# Document
================================
Superman: I know! But... what can I do? Seize power and try to remake the world into a utopia? That would put me in a class with men like Hitler... and you!
Doctor Doom: You misjudge me, Superman! I am no raging Fuehrer, wringing hatred from misfit followers! My Kingdom is a place of peace and contentment!

Dr. Doom: Consider this. If 'magical thinking' is the assumption of a higher narrative in the flow of events... then true magic...
Loki: What are you talking about, you mad old—
Doom: It's. My. Move. As I was saying. True magic is the imposition of a narrative upon reality. It is telling a story to the world... and making the world believe it. The dark work of police and politicians. Of rulers. And tricksters. And if magic is narrative... then to be a creature of magic... to be a god... is to be a creature of story. Yes? Your move.
Loki: Um... Sorry, I wasn't listening. Why do your robots all look like you again?
Doom: Not the move I would have made. Still — it's a fair question. Why do they look like me? Doesn't it create the possibility that I am one? That Doom may, at any moment, be a machine? That I am not myself? Of course it does. That is how I wish it. I once let Arcade strike a match on me, just to maintain that confusion. Think, boy. If I am ever defeated or dishonored — If I ever act in ways unworthy of myself... If I ever die... The word goes out: "It must have been a Doombot." And the reverse is true. My robots often confuse my foes — I may be a robot now, speaking these words. How would you know? How would I? What is Doom? The flesh and blood I can swap out at my convenience? The mind that can be copied into a thousand machines? No. Doom cannot fit in such small containers. I am not my body. Not my mind. I am... I am the old trunk, filled with ancient mysteries. I am the explosion in the college laboratory. I am the mask that burns with the fires of vengeance. I am the legend that unites this nation. I am the story of Doom. And if Doom is a creature of story...
================================
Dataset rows
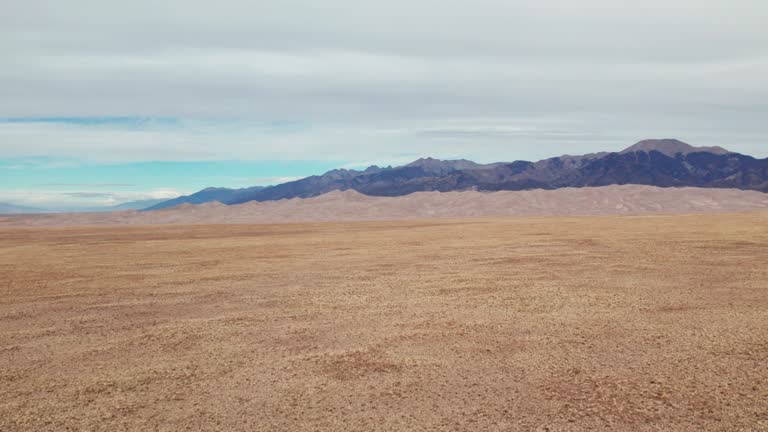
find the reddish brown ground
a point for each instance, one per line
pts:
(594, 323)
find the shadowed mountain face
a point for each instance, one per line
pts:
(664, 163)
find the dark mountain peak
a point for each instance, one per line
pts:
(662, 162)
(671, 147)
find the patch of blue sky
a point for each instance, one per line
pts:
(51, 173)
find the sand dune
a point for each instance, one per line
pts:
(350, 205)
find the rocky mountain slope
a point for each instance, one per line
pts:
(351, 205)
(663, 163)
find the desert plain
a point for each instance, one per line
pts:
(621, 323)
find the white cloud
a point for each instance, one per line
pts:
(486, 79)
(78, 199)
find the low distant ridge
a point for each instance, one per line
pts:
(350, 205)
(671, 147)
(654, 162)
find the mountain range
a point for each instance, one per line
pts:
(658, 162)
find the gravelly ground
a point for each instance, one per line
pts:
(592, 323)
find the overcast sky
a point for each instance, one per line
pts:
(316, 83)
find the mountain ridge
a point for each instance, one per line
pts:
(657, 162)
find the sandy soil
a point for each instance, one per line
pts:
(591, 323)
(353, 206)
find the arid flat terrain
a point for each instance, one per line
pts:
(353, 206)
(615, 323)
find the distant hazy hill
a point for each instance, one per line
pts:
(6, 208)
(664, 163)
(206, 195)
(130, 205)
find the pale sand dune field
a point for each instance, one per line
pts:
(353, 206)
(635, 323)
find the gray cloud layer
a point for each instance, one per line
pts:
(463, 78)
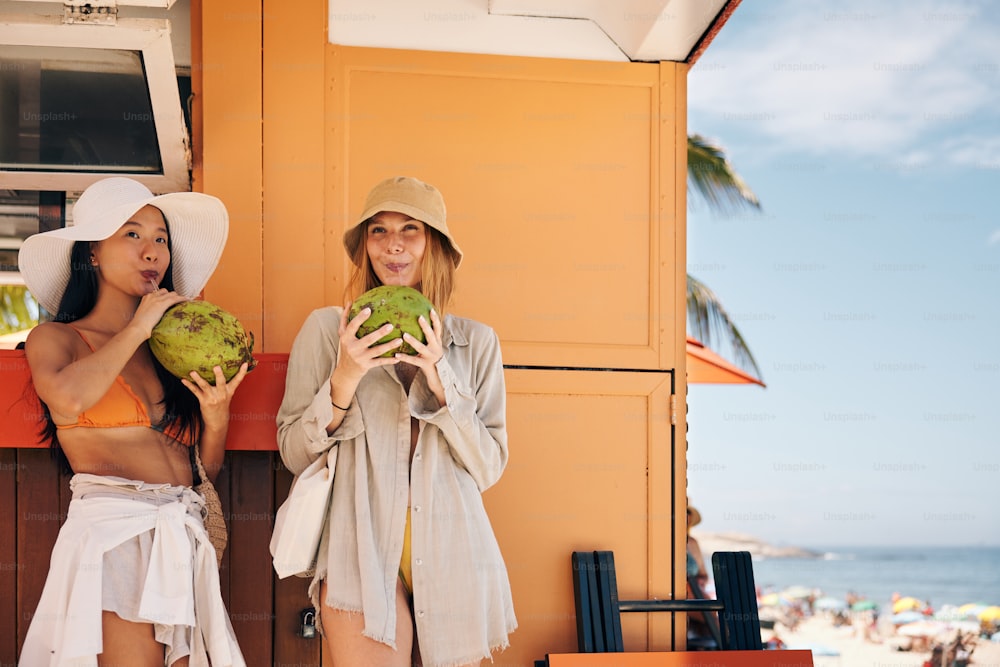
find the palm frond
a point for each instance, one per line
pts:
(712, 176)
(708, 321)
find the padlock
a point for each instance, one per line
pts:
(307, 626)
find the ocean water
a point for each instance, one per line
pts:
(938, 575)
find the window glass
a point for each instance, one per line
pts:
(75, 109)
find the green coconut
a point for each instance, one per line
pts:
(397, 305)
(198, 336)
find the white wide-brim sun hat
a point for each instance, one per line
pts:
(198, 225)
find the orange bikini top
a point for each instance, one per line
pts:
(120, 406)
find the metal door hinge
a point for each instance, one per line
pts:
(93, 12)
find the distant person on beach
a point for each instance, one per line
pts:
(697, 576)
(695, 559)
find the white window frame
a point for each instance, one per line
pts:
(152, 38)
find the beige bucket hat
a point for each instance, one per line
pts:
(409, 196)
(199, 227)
================================
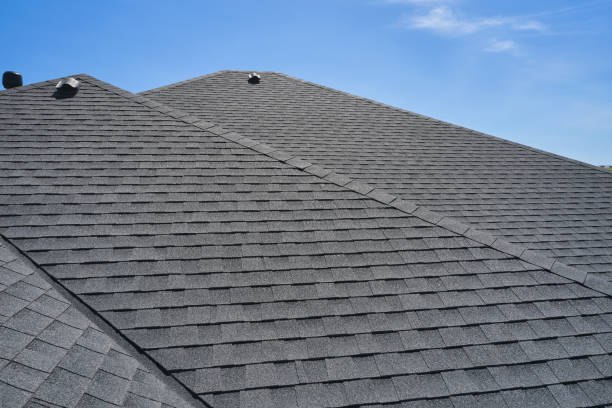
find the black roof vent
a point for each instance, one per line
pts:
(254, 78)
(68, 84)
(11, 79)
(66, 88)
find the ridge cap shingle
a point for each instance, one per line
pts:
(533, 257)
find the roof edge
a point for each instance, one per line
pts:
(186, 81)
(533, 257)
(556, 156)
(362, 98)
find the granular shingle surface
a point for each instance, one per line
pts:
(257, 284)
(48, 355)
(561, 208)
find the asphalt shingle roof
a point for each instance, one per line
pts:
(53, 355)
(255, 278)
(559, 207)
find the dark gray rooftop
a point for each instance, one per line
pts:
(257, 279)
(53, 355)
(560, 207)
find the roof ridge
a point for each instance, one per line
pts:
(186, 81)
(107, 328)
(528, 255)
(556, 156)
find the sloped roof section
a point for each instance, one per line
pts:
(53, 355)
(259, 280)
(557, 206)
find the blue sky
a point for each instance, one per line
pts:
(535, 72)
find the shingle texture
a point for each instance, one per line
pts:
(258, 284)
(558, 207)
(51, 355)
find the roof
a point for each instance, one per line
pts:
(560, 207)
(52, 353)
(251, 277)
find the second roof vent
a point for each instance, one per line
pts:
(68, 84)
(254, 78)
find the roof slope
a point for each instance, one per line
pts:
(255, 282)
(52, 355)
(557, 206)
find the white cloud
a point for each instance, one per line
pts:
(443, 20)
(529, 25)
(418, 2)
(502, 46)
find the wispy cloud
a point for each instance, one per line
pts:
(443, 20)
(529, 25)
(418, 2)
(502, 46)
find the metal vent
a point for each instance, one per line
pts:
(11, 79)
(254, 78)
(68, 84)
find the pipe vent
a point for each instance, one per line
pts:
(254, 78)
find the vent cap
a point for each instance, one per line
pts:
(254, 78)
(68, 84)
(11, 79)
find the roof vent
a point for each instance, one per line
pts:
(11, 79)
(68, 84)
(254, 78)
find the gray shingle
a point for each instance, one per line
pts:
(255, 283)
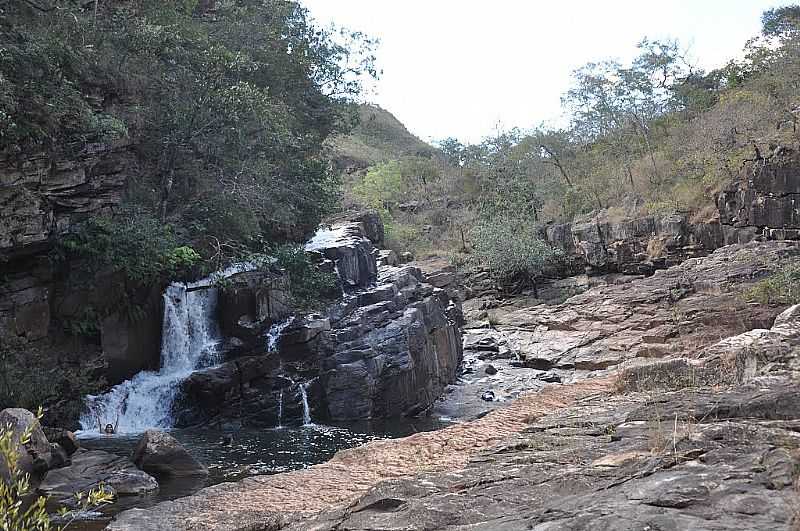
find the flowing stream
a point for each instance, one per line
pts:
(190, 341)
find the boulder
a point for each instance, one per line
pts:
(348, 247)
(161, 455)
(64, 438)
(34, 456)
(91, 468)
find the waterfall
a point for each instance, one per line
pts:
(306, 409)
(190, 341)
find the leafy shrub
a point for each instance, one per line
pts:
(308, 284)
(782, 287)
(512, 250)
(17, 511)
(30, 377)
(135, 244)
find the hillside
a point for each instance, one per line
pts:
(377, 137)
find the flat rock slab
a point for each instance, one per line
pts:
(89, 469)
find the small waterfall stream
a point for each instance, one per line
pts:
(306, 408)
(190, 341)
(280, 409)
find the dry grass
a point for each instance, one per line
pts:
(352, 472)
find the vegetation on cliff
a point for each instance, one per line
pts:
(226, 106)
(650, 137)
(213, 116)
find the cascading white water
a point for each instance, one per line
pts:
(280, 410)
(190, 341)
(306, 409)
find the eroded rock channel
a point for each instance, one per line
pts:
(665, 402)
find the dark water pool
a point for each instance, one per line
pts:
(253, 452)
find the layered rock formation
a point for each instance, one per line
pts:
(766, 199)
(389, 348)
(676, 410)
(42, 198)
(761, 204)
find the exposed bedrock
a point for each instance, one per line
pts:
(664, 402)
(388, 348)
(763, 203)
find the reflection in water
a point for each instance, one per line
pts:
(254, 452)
================================
# Exercises
A. Return each line of the listing that contains the string "gray". Case counts.
B. Write the next part of the Doctor Doom dialogue, carrying on from its final line.

# Response list
A.
find the gray cloud layer
find the dark gray rooftop
find the gray shingle

B.
Loki: Stop. Just... stop. This is madness, Doom. You're not a story. You're not a god. One day, you'll die—
Doom: Oh? The story of Doom can end, you say?
Loki: Yes!
Doom: Then I'm a better story than you.
Loki: Agent of Asgard, Issue #6, written by Al Ewing

"Ms. Van Dyne, I am not some common criminal that can be distracted by your prattling. You are nothing to Doom. And your pathetic attempts to play mind games with me amount to exactly less than nothing. So please, stop embarrassing yourself."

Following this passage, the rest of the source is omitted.